Yes. C and D are each equidistant from X and Y. We already know that any point equidistant from X and Y lies on the unique perpendicular bisector of XY — and since XY has only one perpendicular bisector (line AB), both C and D must lie on line AB.

7
Justify: “Any point that has the same distance from X and Y lies on the perpendicular bisector of XY.”In-text
Solution

Let P be any point with PX = PY, and let O be the already-established midpoint of XY (so OX = OY).

  1. In ΔPXO and ΔPYO: PX = PY (given), OX = OY (O is midpoint), and PO is common.
  2. By SSS, ΔPXO ≅ ΔPYO, so ∠POX = ∠POY (CPCT).
  3. Since ∠POX and ∠POY form a straight angle, each must equal 90°. So PO ⊥ XY.
Since XY has exactly one line through O that is perpendicular to it, PO must lie along the perpendicular bisector — so P lies on the perpendicular bisector of XY. ∎
8
Given a line segment XY, how do we draw its perpendicular bisector using only an unmarked ruler and a compass?In-text
Solution
  1. Open the compass to a radius more than half of XY.
  2. With X as centre, draw arcs both above and below XY.
  3. Keeping the same radius, with Y as centre, draw arcs above and below XY — cutting the previous arcs at A (above) and B (below).
  4. Draw line AB with the ruler. AB is the required perpendicular bisector, crossing XY at its midpoint.

**Stated task a:** Translate this sentence from the text on perpendicular bisectors into Spanish: "Open the compass to a radius more than half of XY."

**Exercise inputs:**
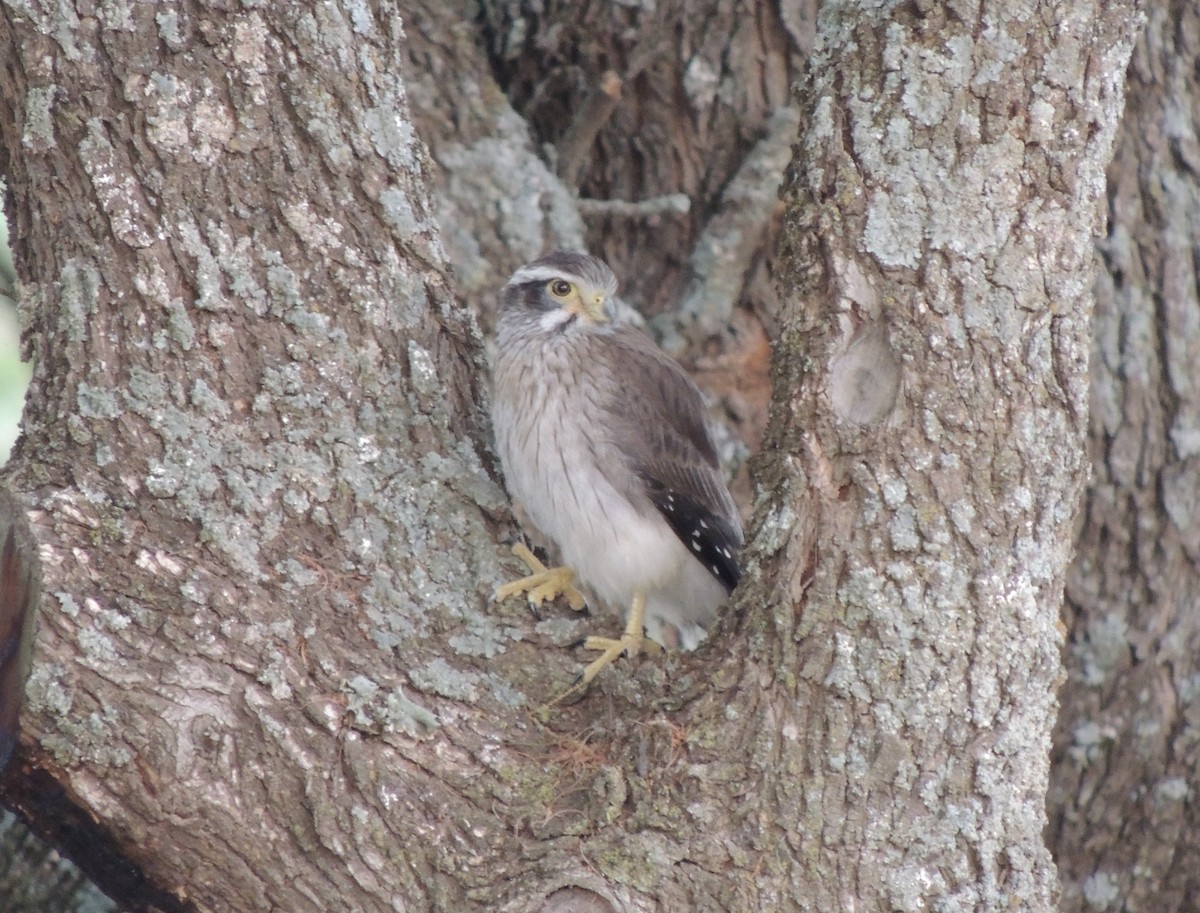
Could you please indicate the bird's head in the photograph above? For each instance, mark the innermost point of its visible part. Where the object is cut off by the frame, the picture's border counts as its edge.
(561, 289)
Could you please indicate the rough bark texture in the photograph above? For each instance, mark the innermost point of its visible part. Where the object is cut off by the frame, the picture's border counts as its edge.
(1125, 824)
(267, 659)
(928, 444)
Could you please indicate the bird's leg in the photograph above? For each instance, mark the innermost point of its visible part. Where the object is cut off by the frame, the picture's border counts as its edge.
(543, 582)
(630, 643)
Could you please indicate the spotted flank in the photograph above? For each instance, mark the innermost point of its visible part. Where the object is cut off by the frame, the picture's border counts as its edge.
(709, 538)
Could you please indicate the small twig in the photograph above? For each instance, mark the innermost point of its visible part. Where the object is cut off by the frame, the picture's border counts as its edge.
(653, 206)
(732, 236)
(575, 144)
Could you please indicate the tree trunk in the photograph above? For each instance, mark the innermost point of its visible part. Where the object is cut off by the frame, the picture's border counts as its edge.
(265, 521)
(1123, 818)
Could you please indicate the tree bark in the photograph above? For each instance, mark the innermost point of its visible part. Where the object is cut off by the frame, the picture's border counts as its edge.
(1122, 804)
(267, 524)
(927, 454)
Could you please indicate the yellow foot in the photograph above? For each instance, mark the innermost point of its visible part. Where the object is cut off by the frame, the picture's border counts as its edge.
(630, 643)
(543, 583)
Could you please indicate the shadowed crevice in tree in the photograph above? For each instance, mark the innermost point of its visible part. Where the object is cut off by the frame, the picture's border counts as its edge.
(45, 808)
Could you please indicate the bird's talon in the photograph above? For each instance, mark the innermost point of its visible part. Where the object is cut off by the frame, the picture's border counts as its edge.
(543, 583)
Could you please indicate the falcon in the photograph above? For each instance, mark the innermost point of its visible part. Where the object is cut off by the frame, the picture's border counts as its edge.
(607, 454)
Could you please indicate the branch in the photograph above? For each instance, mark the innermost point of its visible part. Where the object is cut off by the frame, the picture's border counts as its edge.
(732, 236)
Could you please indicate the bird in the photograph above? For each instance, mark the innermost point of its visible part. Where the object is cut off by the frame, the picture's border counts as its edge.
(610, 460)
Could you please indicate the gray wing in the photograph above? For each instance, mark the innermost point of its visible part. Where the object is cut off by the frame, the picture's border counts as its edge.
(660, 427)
--
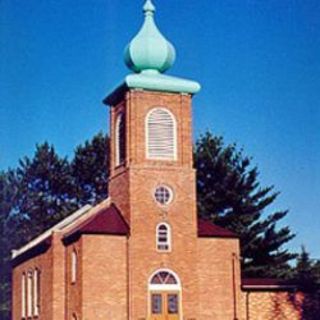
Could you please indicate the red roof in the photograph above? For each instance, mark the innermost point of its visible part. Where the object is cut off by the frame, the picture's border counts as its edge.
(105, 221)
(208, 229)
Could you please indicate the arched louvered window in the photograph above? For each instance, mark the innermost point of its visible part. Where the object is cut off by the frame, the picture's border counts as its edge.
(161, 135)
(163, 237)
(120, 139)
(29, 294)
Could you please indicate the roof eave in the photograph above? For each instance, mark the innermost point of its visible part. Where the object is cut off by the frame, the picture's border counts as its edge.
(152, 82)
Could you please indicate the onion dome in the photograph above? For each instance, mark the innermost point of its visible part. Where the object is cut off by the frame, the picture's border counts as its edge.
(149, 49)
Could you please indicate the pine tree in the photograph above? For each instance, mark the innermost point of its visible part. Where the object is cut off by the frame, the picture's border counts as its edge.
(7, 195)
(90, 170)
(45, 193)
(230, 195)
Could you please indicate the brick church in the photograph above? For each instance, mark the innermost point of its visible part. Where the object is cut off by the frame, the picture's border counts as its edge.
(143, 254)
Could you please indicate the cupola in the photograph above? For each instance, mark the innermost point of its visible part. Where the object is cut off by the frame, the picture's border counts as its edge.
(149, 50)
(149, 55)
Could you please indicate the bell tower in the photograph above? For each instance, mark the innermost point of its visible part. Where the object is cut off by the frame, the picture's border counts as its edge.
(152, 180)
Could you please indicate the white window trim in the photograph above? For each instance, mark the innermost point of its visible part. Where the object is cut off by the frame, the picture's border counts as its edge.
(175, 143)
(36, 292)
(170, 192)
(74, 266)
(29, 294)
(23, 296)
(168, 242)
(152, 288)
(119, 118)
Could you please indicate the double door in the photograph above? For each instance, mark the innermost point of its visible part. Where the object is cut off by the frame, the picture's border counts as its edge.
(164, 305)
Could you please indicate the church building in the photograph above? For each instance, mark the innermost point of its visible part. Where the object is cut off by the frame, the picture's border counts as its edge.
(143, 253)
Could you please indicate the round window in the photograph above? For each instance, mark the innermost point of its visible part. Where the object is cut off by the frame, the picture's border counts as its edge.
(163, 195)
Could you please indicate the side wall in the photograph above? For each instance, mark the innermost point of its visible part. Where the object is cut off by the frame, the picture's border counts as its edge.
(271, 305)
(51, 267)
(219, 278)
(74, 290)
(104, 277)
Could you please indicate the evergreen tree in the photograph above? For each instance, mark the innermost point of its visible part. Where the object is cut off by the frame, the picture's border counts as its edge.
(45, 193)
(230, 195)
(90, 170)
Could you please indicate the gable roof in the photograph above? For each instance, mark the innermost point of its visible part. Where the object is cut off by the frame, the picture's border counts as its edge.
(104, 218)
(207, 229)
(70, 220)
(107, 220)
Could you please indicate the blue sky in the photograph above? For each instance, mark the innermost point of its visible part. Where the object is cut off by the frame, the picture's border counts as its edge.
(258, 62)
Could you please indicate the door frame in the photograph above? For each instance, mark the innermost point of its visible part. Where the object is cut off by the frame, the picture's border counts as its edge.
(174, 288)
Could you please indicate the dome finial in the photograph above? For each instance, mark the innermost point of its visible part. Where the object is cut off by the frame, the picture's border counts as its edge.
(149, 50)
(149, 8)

**Stated task b:** Report every line of the records that contains the word "roof".

**Written reply a:** Abre el compás con un radio mayor que la mitad de XY.

**Written reply b:**
Could you please indicate the red roof in the photograph above? For each instance, mark the innermost point of its visible part. Where the object is cut off by the frame, the picture's border counts as its edge.
Could you please indicate the roof eave in the photograph above? For each instance, mark the innermost point of its visible part. Where the object is cut off by the frame, the picture's border counts as its edge.
Could you please indicate the gable roof in the photograph above? For each instance, mark the innermost point of its visible part. Where the object is cut off by the frame, the picture's border counts as its edge.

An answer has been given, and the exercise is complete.